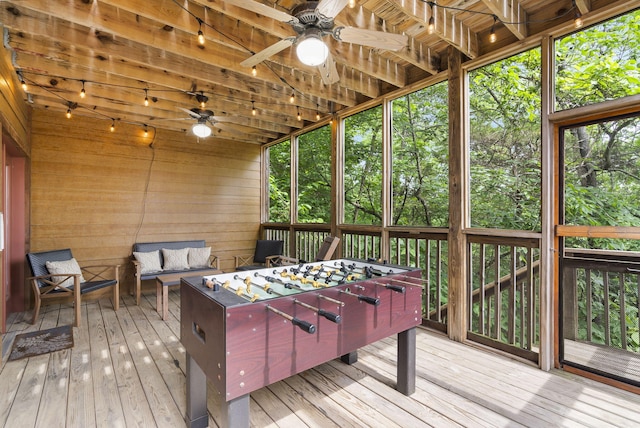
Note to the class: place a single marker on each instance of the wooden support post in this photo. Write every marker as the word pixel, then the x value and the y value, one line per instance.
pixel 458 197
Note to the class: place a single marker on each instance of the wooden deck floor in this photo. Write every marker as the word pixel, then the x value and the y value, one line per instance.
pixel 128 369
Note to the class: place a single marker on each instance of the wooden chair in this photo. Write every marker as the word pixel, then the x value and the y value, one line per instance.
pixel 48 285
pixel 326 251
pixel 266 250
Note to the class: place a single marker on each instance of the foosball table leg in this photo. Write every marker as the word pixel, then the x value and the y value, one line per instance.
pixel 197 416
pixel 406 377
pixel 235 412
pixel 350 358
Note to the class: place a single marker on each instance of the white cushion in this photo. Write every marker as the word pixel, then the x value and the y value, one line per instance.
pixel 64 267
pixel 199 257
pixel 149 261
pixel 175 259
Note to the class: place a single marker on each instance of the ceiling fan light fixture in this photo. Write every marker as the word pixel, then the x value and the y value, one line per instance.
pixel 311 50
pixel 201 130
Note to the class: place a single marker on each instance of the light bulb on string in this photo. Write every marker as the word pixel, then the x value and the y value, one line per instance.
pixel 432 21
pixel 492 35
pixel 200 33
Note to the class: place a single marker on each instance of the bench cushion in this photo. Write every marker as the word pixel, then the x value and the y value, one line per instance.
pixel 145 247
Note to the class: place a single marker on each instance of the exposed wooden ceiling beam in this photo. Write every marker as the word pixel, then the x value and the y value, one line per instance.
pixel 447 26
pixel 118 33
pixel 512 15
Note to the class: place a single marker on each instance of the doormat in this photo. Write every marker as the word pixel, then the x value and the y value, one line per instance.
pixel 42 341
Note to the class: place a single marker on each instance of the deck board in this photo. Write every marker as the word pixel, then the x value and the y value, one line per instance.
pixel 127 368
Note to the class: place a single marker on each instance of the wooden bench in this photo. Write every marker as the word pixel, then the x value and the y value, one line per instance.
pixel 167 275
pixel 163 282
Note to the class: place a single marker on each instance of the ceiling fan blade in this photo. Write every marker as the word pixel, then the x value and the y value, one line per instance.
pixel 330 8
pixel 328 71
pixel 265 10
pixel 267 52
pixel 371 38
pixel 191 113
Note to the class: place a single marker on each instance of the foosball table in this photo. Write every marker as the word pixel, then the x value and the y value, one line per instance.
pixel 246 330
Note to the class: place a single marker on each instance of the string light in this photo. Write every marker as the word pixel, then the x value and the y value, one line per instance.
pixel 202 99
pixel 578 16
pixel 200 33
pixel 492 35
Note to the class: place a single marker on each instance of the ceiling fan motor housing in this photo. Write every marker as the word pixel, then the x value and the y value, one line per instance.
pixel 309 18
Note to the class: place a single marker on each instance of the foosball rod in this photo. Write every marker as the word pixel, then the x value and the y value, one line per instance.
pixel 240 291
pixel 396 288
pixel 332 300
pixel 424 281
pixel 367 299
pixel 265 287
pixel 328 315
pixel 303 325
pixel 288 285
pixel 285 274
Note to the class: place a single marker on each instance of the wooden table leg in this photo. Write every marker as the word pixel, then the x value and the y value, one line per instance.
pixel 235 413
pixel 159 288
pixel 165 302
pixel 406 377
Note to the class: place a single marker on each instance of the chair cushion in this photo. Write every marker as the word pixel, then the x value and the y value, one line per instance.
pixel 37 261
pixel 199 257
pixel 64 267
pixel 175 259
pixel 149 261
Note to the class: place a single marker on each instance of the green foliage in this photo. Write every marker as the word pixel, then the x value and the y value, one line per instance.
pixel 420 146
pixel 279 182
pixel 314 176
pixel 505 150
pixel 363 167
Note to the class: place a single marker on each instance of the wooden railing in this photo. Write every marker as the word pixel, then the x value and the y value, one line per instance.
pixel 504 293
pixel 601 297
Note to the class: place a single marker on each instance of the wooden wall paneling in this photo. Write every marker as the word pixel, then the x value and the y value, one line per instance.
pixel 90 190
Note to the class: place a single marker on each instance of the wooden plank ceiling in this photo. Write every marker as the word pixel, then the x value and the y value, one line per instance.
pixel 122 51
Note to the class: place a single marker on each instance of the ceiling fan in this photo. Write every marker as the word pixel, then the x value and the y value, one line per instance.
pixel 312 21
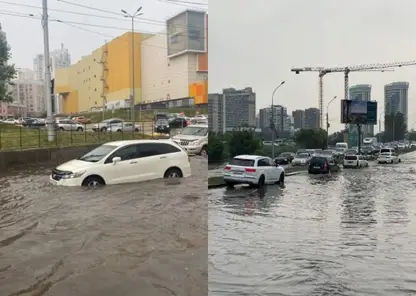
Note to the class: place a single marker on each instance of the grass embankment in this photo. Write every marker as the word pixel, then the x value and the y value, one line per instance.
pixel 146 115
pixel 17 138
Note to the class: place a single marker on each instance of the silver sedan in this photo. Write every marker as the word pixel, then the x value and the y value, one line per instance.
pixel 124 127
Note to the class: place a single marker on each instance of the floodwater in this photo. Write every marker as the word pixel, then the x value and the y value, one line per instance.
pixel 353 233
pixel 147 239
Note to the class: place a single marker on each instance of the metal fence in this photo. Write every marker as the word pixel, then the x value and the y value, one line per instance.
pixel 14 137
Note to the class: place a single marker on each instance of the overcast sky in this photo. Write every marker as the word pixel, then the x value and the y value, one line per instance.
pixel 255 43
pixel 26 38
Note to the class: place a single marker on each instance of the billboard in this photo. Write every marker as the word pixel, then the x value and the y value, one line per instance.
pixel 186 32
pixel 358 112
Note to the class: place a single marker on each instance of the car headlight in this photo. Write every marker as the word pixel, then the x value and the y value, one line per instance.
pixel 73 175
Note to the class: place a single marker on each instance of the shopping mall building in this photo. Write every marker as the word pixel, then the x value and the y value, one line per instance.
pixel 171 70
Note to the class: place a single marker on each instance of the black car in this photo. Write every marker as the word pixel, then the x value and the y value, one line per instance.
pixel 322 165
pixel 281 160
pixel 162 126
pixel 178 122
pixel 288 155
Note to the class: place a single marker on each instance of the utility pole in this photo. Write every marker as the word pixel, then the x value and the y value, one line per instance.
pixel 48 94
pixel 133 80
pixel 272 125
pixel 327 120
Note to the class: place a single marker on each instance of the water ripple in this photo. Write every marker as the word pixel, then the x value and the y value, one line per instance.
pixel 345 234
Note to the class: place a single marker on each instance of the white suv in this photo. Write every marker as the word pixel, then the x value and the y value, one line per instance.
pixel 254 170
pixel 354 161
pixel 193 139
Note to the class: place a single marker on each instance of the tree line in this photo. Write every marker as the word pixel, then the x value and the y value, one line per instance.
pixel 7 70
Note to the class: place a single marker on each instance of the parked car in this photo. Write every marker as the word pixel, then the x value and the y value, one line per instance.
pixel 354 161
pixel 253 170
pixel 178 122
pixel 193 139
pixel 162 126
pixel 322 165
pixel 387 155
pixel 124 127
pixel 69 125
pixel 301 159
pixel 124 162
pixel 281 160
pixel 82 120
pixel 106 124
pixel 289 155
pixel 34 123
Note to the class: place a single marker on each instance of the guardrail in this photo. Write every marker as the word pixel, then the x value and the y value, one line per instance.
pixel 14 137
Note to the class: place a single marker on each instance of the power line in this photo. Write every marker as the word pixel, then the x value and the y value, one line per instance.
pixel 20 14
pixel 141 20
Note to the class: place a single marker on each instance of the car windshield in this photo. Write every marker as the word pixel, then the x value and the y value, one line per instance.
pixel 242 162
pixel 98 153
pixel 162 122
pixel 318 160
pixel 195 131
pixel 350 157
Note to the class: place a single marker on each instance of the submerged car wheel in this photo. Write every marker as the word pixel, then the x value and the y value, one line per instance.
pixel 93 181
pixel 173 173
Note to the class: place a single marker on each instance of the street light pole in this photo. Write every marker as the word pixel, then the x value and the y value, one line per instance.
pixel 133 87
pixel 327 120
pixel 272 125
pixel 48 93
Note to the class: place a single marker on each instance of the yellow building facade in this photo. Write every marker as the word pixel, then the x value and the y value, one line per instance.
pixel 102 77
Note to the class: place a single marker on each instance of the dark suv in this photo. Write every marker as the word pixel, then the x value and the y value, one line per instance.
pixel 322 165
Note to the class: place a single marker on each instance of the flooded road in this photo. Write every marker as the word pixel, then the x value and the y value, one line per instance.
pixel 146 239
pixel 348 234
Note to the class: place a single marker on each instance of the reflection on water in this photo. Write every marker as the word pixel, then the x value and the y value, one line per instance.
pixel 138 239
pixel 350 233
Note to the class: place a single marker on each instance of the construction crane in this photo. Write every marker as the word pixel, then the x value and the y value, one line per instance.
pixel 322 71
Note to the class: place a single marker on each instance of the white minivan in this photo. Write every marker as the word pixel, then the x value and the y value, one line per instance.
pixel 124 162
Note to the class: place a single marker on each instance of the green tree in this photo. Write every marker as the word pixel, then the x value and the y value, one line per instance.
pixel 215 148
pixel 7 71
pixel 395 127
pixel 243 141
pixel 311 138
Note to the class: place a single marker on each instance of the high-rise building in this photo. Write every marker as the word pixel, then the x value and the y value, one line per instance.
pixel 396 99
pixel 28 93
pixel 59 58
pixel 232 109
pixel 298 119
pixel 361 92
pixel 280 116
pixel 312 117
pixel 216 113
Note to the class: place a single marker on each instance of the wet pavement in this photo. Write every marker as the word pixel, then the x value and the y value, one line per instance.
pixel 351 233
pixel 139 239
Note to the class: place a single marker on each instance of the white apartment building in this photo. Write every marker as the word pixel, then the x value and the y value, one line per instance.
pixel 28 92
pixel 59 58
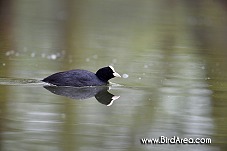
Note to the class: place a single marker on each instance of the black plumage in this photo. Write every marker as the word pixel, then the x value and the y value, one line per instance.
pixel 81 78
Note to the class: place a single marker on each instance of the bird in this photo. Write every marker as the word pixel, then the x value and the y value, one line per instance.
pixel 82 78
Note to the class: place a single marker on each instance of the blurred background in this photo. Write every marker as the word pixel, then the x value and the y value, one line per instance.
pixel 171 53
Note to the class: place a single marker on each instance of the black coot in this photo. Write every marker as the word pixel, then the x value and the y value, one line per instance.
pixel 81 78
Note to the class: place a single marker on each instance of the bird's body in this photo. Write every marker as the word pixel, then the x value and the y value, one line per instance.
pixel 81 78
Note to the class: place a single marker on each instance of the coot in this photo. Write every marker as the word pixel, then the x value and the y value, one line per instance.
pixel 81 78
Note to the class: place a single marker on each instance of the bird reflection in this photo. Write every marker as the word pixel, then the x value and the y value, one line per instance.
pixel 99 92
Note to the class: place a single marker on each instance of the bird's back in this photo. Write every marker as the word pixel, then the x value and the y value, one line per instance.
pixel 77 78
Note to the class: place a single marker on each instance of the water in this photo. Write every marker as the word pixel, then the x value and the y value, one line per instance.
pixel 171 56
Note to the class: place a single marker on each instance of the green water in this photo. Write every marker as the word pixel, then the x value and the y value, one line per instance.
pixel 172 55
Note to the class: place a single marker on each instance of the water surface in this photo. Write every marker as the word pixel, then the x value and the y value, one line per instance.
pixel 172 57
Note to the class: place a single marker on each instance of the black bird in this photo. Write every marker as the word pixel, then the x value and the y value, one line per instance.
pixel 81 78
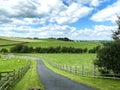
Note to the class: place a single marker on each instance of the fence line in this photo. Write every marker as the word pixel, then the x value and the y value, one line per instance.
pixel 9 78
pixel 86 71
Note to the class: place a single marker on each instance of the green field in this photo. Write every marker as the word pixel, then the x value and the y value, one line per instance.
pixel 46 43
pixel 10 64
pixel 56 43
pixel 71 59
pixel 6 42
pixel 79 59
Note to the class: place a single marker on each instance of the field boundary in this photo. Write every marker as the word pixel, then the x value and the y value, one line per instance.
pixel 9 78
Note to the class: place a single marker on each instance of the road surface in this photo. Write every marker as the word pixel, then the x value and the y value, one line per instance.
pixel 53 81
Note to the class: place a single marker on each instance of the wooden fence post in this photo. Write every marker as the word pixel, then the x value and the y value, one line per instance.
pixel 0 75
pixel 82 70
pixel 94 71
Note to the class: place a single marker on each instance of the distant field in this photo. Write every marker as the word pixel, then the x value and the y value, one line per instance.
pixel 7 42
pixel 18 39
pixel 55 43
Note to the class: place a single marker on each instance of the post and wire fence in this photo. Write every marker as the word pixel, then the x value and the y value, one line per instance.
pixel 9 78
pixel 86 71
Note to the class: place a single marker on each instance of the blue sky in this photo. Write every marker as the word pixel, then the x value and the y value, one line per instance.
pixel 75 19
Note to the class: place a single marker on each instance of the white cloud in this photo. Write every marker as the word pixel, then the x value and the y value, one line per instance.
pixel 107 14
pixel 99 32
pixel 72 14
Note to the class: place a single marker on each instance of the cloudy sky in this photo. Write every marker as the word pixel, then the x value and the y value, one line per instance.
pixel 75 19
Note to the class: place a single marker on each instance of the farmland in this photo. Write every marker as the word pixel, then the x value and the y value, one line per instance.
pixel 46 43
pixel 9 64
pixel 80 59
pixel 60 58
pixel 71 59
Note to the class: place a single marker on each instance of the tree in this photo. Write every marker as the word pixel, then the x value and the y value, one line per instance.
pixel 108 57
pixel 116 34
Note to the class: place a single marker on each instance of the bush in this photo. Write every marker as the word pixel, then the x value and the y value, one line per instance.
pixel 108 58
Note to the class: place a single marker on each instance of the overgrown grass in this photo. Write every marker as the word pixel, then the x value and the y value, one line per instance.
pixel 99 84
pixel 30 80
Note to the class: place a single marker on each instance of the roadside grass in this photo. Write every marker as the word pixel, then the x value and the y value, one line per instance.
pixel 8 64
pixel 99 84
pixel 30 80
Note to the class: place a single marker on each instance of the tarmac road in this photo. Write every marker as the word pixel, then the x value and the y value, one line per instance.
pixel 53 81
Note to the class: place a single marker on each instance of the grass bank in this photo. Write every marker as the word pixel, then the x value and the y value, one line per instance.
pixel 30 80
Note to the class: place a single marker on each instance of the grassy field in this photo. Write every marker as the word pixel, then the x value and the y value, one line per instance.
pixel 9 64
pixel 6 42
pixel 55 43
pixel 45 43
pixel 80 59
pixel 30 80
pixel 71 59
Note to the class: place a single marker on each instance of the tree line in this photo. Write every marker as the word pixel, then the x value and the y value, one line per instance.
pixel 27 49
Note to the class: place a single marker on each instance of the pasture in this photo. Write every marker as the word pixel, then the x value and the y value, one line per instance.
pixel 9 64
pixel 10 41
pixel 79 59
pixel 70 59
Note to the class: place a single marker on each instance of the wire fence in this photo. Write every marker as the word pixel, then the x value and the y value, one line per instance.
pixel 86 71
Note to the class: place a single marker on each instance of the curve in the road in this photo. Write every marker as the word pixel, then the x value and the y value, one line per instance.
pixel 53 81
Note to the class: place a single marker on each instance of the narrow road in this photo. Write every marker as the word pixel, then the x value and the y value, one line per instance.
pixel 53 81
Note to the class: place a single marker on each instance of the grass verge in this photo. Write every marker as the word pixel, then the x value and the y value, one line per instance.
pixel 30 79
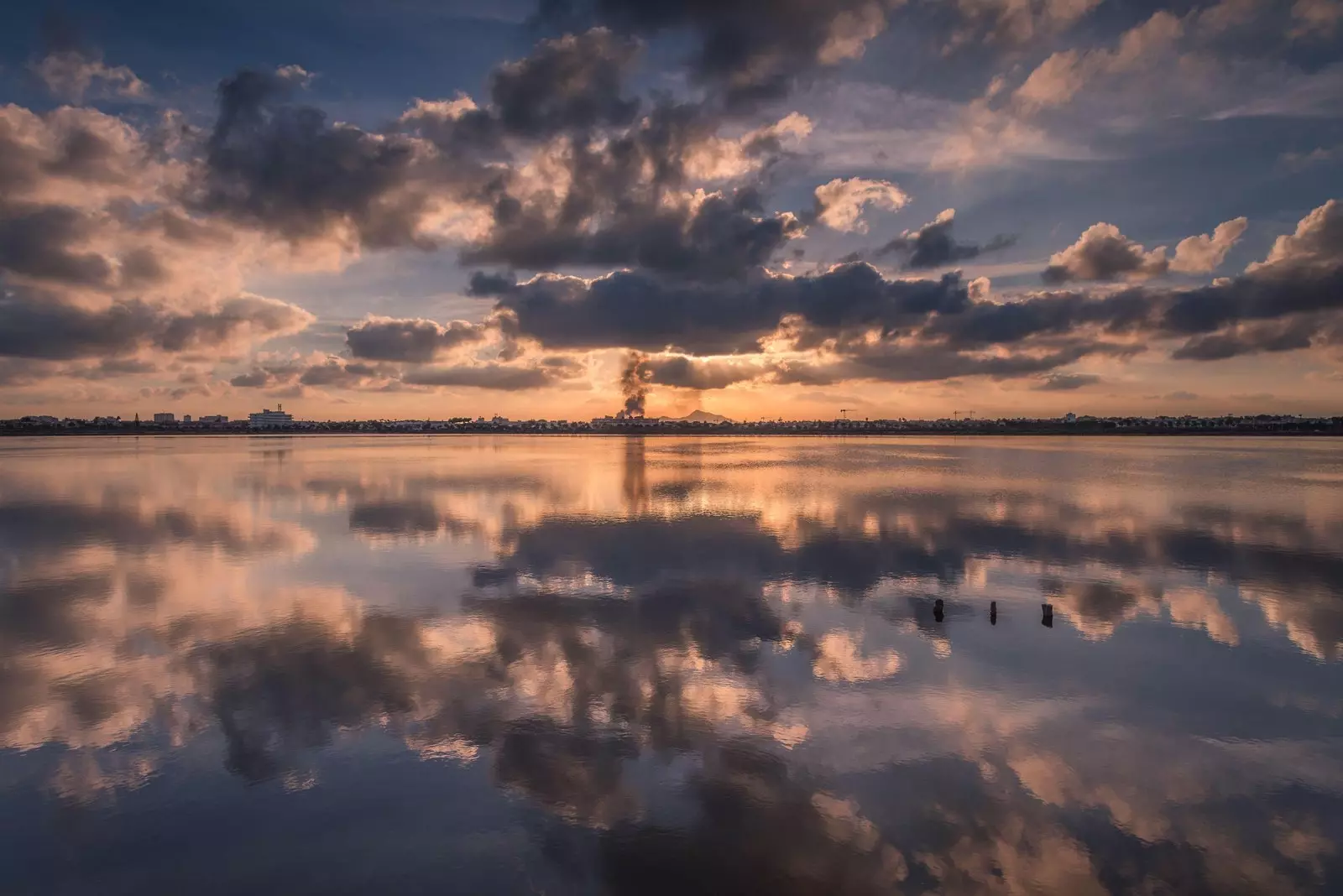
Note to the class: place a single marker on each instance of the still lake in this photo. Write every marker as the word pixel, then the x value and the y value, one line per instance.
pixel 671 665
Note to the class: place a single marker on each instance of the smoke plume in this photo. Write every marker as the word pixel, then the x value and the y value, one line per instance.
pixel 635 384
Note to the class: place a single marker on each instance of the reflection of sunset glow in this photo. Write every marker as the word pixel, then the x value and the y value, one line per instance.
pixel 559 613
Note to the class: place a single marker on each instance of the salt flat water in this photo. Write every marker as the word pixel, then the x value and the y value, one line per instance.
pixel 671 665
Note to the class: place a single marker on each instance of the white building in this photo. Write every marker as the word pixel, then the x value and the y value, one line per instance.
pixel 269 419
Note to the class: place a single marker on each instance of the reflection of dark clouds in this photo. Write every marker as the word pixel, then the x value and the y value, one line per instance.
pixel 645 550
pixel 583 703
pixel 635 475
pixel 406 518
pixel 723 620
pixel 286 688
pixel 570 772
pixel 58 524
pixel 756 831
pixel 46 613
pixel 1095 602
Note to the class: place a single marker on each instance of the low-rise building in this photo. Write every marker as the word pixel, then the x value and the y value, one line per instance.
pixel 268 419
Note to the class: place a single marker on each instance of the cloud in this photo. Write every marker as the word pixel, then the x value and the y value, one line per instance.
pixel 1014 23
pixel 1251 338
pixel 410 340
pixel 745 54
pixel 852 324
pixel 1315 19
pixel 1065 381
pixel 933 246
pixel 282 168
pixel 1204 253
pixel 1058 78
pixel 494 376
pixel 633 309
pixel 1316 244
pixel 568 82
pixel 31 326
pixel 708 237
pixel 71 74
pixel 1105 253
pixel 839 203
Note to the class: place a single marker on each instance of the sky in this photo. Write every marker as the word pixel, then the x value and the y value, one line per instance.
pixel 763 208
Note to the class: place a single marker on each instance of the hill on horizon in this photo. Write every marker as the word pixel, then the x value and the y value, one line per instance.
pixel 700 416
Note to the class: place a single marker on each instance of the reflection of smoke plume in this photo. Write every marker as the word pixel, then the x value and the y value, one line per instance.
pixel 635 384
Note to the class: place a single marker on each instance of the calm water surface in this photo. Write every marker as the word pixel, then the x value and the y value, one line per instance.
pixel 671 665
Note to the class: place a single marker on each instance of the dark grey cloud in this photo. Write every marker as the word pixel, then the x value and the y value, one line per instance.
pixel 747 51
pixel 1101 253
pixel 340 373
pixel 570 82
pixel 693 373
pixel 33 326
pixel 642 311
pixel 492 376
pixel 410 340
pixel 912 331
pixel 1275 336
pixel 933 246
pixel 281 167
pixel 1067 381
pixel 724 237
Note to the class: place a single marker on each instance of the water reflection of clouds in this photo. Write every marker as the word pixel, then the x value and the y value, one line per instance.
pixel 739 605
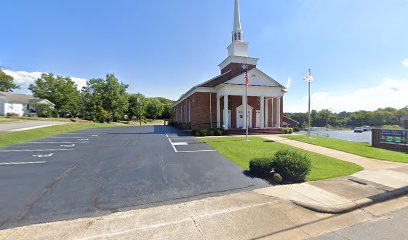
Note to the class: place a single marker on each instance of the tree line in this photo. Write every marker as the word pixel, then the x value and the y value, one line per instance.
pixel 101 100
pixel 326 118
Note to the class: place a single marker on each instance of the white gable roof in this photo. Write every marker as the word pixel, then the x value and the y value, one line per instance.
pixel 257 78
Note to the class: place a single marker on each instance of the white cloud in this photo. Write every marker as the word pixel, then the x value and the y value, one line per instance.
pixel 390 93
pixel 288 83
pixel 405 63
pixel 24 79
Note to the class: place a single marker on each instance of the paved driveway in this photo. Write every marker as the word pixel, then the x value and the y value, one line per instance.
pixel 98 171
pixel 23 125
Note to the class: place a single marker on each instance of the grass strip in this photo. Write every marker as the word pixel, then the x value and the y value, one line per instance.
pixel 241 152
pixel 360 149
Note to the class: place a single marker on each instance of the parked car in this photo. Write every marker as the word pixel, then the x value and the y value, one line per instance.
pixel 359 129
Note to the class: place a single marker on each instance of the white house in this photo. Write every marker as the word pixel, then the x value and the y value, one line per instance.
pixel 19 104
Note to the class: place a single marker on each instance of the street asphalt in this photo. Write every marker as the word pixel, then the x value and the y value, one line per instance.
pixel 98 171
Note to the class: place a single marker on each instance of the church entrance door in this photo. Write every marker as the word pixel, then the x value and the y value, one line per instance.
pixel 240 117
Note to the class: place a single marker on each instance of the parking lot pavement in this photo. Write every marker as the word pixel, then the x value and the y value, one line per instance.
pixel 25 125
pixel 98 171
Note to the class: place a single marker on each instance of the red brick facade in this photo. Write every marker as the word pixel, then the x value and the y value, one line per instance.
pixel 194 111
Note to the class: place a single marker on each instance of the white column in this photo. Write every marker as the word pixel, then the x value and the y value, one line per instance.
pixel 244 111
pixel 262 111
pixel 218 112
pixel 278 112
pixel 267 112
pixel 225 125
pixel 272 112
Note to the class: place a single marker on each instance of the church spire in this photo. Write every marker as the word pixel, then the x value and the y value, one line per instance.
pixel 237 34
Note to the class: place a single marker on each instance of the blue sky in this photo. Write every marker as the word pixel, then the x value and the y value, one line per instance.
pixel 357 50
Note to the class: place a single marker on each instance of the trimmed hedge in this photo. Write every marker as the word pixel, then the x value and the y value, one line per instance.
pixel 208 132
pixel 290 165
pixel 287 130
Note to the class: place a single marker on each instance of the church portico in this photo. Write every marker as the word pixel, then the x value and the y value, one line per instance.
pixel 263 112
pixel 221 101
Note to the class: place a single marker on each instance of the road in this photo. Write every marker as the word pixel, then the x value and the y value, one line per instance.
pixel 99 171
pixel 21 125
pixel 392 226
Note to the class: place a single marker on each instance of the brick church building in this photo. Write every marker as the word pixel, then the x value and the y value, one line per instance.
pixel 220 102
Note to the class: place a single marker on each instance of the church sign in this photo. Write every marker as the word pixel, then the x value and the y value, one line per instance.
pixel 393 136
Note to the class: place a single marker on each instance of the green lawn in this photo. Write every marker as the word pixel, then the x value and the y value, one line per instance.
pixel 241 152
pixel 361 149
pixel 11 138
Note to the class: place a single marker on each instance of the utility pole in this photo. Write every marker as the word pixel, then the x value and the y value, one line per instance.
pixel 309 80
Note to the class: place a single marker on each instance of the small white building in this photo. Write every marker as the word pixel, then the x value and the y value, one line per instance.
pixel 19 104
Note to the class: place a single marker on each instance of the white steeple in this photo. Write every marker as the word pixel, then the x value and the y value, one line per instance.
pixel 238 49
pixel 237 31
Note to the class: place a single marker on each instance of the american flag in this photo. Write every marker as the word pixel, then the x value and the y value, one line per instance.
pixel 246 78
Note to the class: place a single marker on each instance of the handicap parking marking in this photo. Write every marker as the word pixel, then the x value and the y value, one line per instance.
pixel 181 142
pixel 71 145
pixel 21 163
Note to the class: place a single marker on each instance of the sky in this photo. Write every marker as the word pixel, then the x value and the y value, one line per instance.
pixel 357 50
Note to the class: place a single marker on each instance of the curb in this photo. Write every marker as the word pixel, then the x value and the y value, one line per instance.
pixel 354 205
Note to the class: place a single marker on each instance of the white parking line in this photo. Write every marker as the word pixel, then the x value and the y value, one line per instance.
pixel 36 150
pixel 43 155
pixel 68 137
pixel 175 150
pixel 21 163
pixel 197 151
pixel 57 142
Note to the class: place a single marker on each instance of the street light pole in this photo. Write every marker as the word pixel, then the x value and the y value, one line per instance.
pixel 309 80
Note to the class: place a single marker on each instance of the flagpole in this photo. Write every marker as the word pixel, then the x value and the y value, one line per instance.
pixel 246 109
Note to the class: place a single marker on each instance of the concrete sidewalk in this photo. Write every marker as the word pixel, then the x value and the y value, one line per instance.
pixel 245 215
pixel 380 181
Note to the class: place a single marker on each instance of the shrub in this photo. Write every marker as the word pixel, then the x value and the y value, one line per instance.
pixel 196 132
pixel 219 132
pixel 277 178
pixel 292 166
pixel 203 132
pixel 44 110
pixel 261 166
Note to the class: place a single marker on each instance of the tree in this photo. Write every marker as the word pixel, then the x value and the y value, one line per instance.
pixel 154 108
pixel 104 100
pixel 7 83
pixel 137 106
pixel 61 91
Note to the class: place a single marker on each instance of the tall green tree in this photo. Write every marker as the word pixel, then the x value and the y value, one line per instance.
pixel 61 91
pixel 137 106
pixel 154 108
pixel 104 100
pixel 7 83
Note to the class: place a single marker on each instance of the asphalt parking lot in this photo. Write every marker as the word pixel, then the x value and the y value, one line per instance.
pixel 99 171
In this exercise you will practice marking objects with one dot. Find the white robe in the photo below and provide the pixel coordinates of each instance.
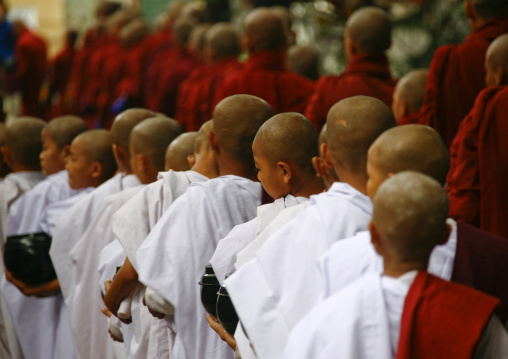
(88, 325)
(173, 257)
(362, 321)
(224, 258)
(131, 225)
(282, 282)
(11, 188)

....................

ASSIGNMENT
Return, exactly as they appear, the lines from the line containing "In this exercise" through the end of the records above, both ends included, without pictures.

RESULT OF THE TASK
In this exercise you will practice marking objects with one dot. Find the white robe in the photo below and provide the pixel coordinates of each instance.
(88, 325)
(173, 257)
(362, 321)
(224, 258)
(131, 225)
(282, 282)
(11, 188)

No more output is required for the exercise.